### Task requirements
Return word for word the part of the entries that opens with the line containing "For the sandy" and continues through the end of the entries, both ends included.

[Location identification entries]
══════════════════════════════

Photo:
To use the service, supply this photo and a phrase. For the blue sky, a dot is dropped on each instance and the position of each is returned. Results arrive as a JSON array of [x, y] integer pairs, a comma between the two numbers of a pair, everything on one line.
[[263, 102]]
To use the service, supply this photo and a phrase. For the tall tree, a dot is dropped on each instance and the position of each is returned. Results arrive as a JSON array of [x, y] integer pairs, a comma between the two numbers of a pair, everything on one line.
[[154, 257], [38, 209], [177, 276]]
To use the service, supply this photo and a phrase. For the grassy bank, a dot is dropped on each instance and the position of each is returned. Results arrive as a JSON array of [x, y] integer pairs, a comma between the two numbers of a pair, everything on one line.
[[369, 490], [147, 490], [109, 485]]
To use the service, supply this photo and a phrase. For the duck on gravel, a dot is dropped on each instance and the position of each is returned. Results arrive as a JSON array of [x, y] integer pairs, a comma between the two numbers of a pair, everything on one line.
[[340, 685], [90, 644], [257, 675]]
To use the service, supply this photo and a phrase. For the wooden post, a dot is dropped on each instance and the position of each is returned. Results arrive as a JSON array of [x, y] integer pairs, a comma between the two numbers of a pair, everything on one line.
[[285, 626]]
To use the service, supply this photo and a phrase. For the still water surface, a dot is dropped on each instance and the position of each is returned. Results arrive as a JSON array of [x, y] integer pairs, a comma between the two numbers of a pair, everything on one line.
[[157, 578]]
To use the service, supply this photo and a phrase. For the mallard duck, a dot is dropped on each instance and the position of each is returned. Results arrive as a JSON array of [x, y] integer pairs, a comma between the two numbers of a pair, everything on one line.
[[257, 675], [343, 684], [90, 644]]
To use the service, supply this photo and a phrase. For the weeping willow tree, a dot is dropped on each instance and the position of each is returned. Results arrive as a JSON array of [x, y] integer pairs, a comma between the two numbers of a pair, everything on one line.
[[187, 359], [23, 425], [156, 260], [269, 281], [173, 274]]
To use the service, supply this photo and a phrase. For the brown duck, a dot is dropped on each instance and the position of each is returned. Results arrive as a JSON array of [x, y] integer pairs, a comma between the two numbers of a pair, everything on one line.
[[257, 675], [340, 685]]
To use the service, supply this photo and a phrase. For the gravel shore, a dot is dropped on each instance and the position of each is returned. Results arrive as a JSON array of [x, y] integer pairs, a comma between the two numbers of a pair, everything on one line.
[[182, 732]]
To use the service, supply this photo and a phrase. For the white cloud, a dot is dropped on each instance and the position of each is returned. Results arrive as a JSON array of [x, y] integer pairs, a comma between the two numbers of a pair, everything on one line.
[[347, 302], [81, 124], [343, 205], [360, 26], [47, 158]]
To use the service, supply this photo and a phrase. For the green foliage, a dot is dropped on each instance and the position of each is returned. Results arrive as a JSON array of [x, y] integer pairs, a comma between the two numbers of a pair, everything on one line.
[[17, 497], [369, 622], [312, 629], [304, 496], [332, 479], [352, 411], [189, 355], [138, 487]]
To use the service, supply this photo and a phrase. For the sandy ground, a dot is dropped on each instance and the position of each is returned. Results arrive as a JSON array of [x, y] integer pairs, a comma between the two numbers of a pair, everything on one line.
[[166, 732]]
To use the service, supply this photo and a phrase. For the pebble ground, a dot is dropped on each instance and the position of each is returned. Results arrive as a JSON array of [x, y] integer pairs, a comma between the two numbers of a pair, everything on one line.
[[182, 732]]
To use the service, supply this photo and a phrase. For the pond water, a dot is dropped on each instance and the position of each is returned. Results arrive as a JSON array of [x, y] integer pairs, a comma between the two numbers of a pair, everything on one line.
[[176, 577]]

══════════════════════════════

### Task solution
To use the service, supply this photo and a phrase. For the sandy ground, a dot is dropped on each instance and the position of each is returned. Results arrive as a JSON array of [x, y] integer pairs, a comma between the two numbers of a pair, everything on one line.
[[166, 732]]
To use the service, supply this photo and a phrase. For the pebble ground, a dot is dropped on each instance and the position of each is returned. Results arrive as a JSON array of [x, y] integer pairs, a comma between the two numbers of a pair, everything on one line.
[[182, 732]]
To use the service, supply this photo and a phrase. For the pond water, a dot is dropped on each instance and the position of each is returned. Results arrive as a JSON array of [x, y] integer pairs, a comma between the two numbers of a pair, everything on one line.
[[176, 577]]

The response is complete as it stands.